[Excerpts from point annotation data]

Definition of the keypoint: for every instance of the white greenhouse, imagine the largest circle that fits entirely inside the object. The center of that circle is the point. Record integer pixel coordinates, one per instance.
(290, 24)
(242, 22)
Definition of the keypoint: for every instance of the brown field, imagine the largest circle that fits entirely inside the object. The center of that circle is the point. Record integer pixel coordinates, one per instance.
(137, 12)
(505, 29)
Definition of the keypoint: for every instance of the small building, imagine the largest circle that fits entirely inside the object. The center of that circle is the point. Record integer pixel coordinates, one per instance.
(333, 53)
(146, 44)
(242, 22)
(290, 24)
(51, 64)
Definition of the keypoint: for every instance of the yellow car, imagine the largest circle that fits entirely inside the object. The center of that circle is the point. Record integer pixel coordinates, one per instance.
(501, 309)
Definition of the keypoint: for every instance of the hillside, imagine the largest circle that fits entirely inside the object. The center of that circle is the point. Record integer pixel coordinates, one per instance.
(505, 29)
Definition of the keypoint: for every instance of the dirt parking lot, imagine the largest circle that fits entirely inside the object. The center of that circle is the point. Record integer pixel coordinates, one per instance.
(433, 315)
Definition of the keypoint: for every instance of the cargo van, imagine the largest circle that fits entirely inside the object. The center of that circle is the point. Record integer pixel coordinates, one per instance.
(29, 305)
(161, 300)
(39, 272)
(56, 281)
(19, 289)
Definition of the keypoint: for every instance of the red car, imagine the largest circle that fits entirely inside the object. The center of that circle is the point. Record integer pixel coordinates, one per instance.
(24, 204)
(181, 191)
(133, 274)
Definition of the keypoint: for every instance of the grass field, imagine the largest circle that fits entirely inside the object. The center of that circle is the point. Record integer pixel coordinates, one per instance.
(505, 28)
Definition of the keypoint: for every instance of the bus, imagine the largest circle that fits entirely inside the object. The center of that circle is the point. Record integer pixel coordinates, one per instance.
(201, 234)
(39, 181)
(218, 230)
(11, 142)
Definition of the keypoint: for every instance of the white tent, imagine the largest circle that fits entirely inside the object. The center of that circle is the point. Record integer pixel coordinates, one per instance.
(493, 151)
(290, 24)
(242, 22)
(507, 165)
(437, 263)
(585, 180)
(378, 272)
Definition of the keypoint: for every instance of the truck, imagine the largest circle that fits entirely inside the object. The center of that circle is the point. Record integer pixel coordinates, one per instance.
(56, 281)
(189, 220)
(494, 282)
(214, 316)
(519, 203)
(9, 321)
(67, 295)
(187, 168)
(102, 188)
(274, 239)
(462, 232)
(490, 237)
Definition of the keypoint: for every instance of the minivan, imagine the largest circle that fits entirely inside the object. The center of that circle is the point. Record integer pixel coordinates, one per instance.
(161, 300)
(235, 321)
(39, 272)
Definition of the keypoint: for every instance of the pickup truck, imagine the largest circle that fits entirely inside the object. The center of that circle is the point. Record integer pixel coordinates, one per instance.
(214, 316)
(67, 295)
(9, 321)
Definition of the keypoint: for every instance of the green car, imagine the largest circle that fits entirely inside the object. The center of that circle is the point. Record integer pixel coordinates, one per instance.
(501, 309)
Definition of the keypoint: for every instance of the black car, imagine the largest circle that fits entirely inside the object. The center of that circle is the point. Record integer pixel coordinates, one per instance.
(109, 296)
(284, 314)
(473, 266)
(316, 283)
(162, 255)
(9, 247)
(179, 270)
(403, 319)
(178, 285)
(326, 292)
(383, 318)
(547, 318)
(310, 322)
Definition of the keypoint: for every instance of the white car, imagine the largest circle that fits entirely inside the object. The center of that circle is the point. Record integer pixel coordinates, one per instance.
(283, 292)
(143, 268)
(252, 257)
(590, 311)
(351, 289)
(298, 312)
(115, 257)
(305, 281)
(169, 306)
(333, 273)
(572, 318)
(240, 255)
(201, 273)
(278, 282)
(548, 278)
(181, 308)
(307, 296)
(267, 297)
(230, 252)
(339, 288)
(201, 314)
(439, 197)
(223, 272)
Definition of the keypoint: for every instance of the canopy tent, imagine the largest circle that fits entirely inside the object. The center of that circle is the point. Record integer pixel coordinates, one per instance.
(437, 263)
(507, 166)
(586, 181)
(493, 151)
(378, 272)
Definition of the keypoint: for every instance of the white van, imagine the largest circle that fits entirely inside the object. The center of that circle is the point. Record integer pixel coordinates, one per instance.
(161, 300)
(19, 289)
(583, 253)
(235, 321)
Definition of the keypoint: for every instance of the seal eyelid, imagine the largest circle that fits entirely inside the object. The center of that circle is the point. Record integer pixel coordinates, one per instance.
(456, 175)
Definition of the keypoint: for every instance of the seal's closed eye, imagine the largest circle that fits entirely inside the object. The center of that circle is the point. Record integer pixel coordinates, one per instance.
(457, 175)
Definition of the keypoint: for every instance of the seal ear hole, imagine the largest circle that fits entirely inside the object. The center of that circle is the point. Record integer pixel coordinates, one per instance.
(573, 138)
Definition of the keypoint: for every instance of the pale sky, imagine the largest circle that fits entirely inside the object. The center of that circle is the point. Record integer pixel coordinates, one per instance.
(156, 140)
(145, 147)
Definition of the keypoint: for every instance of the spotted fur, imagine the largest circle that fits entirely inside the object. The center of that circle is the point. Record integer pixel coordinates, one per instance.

---

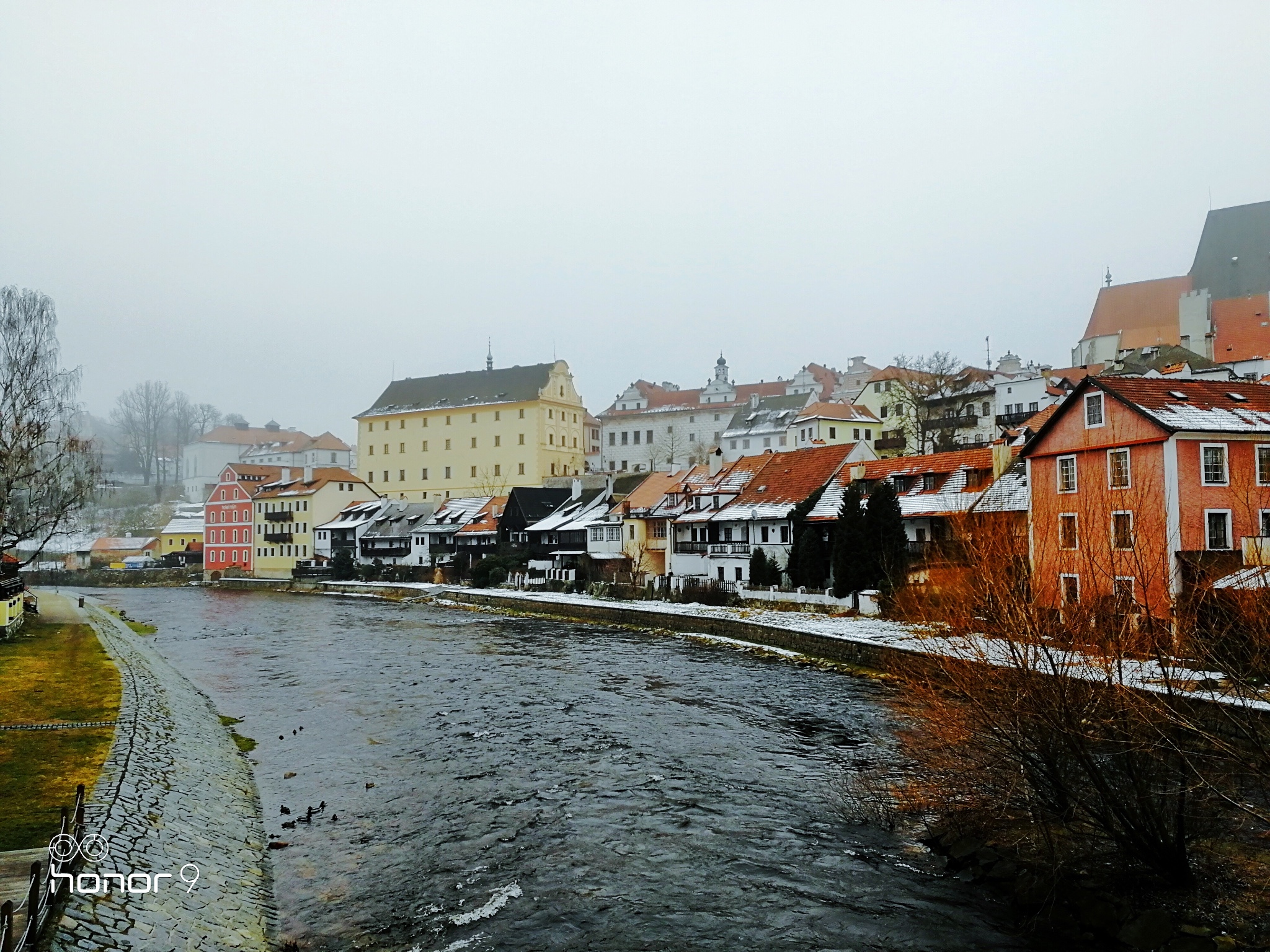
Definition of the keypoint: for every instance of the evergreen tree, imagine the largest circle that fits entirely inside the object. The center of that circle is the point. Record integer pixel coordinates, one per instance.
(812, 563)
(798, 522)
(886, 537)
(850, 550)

...

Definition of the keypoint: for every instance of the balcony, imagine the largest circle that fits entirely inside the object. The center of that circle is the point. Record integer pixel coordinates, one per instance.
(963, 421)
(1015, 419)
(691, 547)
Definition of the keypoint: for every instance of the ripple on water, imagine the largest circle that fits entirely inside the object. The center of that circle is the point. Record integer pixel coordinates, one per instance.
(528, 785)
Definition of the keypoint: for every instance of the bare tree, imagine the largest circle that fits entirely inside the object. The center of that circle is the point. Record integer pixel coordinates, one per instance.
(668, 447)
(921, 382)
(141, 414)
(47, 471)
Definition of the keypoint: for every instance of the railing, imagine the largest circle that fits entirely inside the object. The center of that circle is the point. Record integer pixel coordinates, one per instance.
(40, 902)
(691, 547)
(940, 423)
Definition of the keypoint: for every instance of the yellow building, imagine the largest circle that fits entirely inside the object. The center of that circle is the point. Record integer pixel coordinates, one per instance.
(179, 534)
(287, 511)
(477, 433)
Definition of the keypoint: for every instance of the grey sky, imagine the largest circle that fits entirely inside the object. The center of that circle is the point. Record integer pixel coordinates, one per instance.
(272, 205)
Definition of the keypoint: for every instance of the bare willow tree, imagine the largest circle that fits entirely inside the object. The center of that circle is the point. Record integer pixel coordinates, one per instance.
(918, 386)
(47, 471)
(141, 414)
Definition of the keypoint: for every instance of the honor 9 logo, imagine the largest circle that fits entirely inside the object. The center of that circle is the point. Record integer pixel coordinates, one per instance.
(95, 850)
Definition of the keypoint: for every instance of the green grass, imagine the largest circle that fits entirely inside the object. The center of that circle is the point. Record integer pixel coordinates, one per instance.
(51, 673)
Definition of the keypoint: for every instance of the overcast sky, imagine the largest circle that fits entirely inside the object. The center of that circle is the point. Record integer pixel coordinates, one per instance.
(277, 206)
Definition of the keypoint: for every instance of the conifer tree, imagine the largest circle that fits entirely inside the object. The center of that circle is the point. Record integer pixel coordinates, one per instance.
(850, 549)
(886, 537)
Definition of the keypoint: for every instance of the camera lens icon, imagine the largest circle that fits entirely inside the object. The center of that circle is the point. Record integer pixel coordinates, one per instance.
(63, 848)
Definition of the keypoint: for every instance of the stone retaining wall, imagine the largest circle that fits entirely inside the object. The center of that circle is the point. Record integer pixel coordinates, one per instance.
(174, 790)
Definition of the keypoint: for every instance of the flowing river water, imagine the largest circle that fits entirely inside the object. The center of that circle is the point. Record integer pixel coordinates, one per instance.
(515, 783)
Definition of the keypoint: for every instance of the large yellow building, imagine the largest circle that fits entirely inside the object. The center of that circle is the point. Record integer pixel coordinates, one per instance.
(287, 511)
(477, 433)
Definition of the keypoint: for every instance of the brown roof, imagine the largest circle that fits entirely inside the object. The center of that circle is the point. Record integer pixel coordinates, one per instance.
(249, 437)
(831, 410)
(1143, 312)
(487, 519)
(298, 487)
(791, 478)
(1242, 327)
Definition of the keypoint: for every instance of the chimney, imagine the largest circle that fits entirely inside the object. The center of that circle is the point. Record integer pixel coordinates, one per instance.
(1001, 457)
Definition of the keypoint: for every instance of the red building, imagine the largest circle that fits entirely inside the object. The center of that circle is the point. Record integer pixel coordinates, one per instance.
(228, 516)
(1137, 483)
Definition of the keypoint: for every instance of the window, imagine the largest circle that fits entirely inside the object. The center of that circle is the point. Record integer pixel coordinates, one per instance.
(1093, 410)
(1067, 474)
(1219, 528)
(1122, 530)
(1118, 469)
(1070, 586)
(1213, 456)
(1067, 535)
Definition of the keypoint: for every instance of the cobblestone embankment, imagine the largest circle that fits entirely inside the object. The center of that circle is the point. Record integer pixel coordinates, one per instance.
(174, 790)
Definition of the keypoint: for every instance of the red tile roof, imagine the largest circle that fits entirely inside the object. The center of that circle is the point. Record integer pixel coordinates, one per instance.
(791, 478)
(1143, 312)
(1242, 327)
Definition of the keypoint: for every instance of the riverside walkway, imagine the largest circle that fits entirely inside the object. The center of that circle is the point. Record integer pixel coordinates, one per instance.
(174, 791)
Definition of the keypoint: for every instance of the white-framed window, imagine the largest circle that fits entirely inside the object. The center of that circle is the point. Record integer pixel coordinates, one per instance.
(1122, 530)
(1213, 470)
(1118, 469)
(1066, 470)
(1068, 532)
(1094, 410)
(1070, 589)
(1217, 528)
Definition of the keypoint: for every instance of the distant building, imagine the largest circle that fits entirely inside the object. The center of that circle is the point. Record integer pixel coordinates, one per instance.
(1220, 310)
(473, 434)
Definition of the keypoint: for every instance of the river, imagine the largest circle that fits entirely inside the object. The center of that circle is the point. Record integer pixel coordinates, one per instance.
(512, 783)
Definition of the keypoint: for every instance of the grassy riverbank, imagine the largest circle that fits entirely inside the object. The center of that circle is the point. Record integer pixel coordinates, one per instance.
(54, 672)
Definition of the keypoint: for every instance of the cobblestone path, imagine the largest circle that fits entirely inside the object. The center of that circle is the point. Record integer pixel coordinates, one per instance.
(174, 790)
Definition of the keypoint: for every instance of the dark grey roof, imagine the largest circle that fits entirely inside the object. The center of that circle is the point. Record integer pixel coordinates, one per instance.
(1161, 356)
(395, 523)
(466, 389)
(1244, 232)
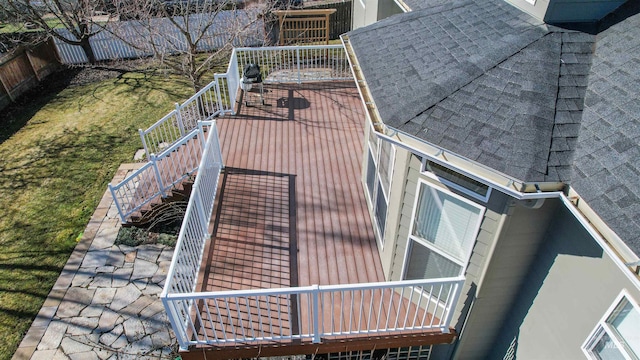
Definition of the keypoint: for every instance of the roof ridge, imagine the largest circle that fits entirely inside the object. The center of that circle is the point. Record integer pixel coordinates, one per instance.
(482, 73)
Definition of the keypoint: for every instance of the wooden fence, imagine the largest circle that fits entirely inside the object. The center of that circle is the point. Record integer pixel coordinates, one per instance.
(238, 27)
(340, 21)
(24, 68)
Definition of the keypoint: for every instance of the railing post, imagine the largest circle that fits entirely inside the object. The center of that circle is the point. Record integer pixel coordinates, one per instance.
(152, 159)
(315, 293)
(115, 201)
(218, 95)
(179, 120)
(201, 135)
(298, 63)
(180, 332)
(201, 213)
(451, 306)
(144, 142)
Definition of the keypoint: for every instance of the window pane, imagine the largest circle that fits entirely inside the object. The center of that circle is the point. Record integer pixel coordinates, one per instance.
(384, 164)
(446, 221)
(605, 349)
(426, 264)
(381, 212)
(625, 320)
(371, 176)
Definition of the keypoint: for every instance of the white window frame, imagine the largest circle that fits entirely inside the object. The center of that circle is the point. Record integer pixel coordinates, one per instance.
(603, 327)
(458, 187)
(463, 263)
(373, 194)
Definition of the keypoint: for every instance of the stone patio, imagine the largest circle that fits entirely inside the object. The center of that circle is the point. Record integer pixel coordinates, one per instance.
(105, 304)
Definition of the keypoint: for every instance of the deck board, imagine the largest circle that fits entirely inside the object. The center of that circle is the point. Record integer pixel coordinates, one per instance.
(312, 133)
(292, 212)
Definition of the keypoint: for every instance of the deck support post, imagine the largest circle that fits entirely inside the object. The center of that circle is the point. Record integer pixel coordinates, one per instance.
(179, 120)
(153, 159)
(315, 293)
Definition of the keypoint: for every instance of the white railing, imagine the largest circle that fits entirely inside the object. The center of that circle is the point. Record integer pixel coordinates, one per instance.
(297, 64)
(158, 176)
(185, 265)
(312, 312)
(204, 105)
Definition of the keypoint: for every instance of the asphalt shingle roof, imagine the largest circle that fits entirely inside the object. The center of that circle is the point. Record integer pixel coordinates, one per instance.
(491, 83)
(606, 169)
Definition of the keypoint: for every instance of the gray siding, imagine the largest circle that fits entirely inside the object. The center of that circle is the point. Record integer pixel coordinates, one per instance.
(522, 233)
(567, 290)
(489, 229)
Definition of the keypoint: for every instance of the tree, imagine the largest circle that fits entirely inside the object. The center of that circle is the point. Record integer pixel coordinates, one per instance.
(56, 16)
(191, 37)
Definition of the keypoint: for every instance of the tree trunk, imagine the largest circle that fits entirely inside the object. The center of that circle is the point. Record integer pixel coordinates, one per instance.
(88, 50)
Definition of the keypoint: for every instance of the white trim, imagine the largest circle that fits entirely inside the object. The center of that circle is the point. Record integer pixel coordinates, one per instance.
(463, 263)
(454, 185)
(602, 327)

_PROBLEM REQUIREMENTS_
Please count the lines above that contain the string "retaining", and give only the number.

_OUTPUT OF THE EXERCISE_
1